## Exercise text
- - - -

Error Prevention: Explicitly stating common mistakes (“Don’t invent claims not in the text”) preempts frequent failures.
Validation Instructions: Asking the model to check its own work catches many errors before they propagate.
L.4 The Probability Extraction Challenge
Extracting structure proved easier than extracting probabilities. Language models can identify relationships reasonably well but struggle with numerical precision:
The Calibration Problem: When text says “highly likely,” what probability should be extracted? Initial attempts using fixed mappings (likely = 0.7) produced nonsensical results when authors used terms idiosyncratically.
The Consistency Challenge: Probabilities must sum correctly, respect logical constraints, and maintain coherence across related estimates. Models frequently violate these constraints when extracting piecemeal.
The Implicit Estimation Issue: Authors rarely state all required probabilities explicitly. The model must infer reasonable values while maintaining uncertainty about these inferences.
The solution involved separating probability extraction into its own phase with specialized prompts that emphasize consistency checking and uncertainty acknowledgment.
L.5 Prompt Engineering as Empirical Science
Developing effective prompts requires rigorous empirical methodology:
Test Set Construction: We assembled diverse arguments—technical papers, blog posts, policy documents—to ensure prompts generalized beyond initial examples.
Ablation Studies: Systematically removing prompt components revealed which elements truly mattered. Surprisingly, elaborate technical specifications often hurt more than helped.
Failure Analysis: Cataloging extraction errors revealed patterns. Certain linguistic constructions reliably confused the model, leading to targeted prompt improvements.
Version Control: Prompts evolved through dozens of iterations. Maintaining version history proved essential for understanding which changes helped versus hurt.
L.6 The Prompt Engineering Toolkit
Several techniques proved invaluable:
Chain-of-Thought Prompting: Forcing explicit reasoning steps improves extraction quality dramatically. The model must show its work, making errors visible and correctable.
Role-Playing: Having the model adopt specific personas (“You are a careful academic”) improves consistency and appropriate conservatism in claims.
Negative Examples: Showing what NOT to do often works better than endless positive specifications. “Don’t hallucinate nodes” beats complex instructions about fidelity.
Iterative Refinement: Using model outputs to improve prompts creates a virtuous cycle. Each failure suggests prompt improvements.
Temperature Tuning: Lower temperatures improve consistency but may miss creative interpretations. We settled on 0.3 for structure, 0.5 for probabilities.
L.7 Lessons for Future Systems
The prompt engineering journey offers broader lessons:
Brittle Brilliance: Current models exhibit stunning capabilities wrapped in frustrating fragility. Small prompt changes cause dramatic performance shifts.
Hidden Complexity: What seems simple to humans (extract the argument) requires extensive specification for machines. The prompt complexity reflects genuine task difficulty.
Moving Target: As models evolve, optimal prompts change. GPT-4’s best prompts differ from Claude’s. Future models may require fundamental reconceptualization.
Human-AI Partnership: The best results come from prompts that leverage model strengths while acknowledging limitations. Pure automation remains inferior to human-in-the-loop approaches.
L.8 Toward Prompt-Free Extraction
The current reliance on carefully crafted prompts represents a limitation, not a feature. Future research should explore:
- Fine-tuned Models: Training specifically for argument extraction could eliminate prompt sensitivity
- Learned Prompting: Systems that automatically discover optimal prompts for new domains
- Structured Interfaces: Moving beyond text to specialized input/output formats
- Verification Systems: Automated prompt quality assessment and improvement
Until these advances materialize, prompt engineering remains the hidden art enabling AMTAIR’s visible magic.

- - - -

## Source information
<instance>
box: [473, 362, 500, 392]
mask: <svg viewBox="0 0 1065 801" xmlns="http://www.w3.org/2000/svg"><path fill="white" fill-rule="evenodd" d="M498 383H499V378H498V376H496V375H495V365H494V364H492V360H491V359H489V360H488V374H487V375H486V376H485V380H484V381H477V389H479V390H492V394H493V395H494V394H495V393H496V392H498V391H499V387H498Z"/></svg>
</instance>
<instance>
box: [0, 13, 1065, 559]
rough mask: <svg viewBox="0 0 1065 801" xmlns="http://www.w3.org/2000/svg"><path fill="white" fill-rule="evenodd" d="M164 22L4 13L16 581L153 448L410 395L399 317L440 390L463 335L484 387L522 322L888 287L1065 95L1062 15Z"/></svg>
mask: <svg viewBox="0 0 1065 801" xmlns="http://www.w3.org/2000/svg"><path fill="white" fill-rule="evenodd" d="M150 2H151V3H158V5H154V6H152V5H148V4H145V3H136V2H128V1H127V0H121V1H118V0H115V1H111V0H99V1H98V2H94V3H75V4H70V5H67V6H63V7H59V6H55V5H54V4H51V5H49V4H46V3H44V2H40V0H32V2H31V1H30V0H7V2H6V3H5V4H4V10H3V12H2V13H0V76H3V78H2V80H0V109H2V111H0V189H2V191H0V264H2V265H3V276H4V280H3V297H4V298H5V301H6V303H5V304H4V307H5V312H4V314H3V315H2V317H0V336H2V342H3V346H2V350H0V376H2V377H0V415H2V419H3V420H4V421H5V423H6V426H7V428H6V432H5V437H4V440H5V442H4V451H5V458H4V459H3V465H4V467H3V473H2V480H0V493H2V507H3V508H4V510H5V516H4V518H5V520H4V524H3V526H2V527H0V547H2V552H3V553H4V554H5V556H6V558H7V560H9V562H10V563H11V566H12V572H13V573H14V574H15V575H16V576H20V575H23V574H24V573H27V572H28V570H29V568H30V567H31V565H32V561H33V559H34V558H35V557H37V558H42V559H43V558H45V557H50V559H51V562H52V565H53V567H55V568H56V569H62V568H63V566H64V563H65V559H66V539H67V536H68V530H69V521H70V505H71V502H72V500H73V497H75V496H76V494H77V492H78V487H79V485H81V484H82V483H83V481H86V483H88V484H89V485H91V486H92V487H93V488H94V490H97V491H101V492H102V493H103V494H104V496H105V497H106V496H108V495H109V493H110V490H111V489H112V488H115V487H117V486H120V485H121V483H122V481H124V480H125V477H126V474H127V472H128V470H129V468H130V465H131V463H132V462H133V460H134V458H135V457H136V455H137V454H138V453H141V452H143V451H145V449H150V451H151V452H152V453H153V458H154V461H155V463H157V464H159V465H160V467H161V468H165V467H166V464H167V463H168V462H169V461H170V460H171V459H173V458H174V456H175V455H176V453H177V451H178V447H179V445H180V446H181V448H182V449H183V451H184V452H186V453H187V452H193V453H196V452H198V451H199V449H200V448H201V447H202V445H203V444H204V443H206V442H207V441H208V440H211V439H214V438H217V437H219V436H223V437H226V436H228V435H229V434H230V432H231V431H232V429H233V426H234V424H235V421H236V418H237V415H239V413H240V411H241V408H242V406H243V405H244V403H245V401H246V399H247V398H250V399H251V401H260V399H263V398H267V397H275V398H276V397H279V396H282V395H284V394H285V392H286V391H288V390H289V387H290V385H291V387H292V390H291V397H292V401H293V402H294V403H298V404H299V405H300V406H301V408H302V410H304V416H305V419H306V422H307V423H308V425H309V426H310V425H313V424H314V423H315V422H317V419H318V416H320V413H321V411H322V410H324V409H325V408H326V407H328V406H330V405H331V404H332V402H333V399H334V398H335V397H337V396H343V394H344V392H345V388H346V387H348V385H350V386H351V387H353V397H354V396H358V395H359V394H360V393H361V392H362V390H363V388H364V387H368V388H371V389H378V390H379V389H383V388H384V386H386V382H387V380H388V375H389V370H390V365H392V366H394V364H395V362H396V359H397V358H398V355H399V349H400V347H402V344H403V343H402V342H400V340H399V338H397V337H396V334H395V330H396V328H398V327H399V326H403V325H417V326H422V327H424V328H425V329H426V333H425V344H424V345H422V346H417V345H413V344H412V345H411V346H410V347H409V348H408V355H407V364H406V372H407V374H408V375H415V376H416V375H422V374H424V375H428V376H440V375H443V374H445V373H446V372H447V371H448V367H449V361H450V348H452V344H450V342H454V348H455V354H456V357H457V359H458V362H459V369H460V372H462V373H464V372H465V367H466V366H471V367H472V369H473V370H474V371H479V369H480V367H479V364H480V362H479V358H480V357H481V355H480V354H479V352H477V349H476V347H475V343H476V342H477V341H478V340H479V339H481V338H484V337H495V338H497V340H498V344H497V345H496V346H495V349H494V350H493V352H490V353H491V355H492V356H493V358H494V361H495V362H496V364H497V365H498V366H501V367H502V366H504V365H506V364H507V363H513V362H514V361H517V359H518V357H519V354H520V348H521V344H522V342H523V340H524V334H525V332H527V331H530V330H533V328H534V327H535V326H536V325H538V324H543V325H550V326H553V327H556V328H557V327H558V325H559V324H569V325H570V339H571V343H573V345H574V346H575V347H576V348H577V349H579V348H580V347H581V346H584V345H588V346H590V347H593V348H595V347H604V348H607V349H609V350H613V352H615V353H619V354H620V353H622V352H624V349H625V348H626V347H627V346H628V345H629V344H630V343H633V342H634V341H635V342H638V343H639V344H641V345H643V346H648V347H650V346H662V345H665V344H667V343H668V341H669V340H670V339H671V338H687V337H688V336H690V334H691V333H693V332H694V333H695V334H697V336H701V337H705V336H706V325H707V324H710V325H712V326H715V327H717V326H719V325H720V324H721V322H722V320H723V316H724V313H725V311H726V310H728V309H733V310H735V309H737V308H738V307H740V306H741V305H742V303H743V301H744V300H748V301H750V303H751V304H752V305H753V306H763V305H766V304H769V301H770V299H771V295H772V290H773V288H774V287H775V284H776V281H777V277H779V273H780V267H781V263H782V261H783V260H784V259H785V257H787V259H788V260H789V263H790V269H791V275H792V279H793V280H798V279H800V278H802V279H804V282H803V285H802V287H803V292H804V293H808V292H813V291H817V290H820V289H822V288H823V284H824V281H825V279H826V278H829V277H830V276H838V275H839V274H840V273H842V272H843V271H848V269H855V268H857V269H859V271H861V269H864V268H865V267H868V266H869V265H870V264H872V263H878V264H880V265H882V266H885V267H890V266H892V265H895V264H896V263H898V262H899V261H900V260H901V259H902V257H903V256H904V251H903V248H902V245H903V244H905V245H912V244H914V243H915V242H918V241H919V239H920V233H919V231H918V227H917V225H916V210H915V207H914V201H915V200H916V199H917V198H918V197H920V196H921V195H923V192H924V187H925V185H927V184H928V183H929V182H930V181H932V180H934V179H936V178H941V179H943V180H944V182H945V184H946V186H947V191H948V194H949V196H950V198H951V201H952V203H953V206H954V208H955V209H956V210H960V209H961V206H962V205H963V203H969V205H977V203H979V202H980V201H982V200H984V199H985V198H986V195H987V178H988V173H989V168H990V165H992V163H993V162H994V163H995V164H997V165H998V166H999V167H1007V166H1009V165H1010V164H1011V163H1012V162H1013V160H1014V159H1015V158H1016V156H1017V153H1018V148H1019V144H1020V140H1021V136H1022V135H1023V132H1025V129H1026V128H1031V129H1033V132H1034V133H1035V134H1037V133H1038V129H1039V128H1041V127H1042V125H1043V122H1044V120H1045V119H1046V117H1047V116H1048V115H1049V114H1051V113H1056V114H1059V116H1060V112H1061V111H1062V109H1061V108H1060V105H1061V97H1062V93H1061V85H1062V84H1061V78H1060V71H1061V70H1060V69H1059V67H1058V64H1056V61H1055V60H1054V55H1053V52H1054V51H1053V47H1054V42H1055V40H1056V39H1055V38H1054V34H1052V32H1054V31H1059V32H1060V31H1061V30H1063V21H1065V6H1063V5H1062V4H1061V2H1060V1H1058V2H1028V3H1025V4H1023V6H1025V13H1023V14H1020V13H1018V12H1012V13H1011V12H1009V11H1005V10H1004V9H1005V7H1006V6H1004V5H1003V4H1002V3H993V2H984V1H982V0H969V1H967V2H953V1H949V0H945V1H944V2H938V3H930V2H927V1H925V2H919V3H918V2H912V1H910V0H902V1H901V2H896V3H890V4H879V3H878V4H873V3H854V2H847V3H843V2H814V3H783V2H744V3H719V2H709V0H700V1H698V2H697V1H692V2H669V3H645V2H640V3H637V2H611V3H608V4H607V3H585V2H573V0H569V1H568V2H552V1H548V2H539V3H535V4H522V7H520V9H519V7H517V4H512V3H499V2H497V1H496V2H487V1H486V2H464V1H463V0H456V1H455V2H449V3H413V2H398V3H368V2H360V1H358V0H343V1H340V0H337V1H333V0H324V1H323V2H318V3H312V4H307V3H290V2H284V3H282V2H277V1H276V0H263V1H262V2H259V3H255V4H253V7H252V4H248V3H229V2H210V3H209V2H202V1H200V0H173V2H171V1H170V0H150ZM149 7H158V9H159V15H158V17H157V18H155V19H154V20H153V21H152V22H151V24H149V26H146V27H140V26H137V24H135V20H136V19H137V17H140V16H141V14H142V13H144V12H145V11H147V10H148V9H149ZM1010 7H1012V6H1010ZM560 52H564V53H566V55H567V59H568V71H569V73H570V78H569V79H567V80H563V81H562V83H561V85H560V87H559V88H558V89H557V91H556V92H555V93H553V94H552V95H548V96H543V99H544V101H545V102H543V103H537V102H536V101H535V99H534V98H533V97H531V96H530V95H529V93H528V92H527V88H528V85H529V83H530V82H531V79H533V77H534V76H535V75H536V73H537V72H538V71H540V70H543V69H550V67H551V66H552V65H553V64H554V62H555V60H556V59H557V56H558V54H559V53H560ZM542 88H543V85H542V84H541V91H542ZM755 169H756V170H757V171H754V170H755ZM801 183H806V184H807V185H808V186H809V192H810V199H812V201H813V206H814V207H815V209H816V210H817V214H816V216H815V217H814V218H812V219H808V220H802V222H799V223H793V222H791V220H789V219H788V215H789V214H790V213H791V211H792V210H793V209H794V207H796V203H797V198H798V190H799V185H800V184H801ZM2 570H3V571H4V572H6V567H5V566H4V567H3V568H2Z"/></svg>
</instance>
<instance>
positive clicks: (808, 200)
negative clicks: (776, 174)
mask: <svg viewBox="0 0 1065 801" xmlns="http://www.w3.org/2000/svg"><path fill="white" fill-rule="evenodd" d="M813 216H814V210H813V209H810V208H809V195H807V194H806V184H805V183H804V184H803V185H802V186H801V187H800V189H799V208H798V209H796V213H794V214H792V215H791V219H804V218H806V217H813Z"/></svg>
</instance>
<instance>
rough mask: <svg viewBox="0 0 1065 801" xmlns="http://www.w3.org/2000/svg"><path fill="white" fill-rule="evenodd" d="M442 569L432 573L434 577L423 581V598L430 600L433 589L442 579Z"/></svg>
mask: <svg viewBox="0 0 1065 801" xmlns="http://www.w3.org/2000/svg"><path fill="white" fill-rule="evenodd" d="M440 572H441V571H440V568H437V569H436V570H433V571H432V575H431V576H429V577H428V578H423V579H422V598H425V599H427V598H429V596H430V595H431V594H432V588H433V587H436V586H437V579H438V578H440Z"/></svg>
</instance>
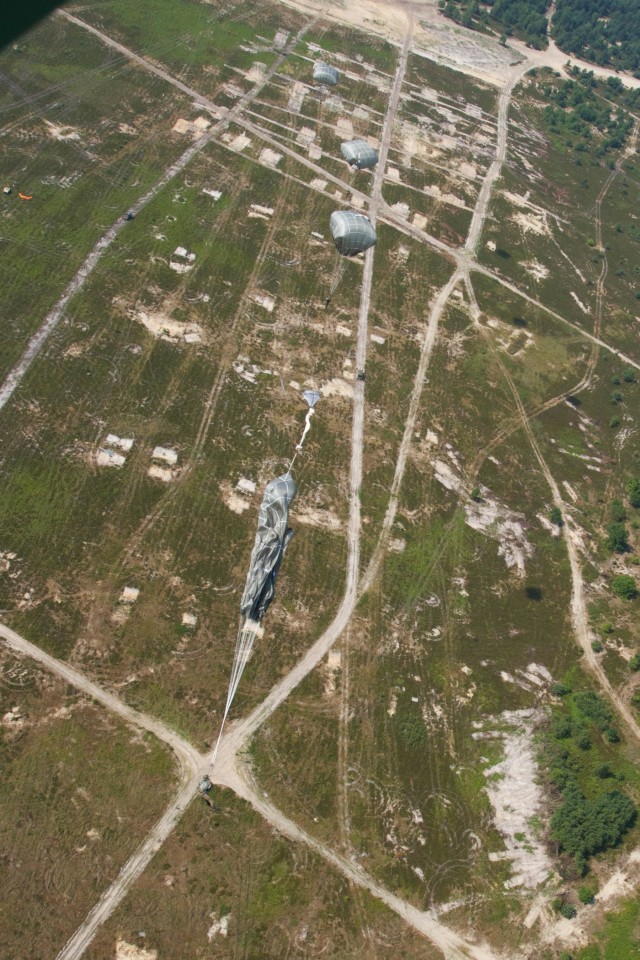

- - - -

## Exercises
1. Reproduce the prompt engineering text from "L.4 The Probability" to "when extracting piecemeal.".
2. In the prompt engineering text, which temperature values were chosen for structure and for probabilities?

## Responses
1.
L.4 The Probability Extraction Challenge
Extracting structure proved easier than extracting probabilities. Language models can identify relationships reasonably well but struggle with numerical precision:
The Calibration Problem: When text says “highly likely,” what probability should be extracted? Initial attempts using fixed mappings (likely = 0.7) produced nonsensical results when authors used terms idiosyncratically.
The Consistency Challenge: Probabilities must sum correctly, respect logical constraints, and maintain coherence across related estimates. Models frequently violate these constraints when extracting piecemeal.

2. 0.3 for structure and 0.5 for probabilities.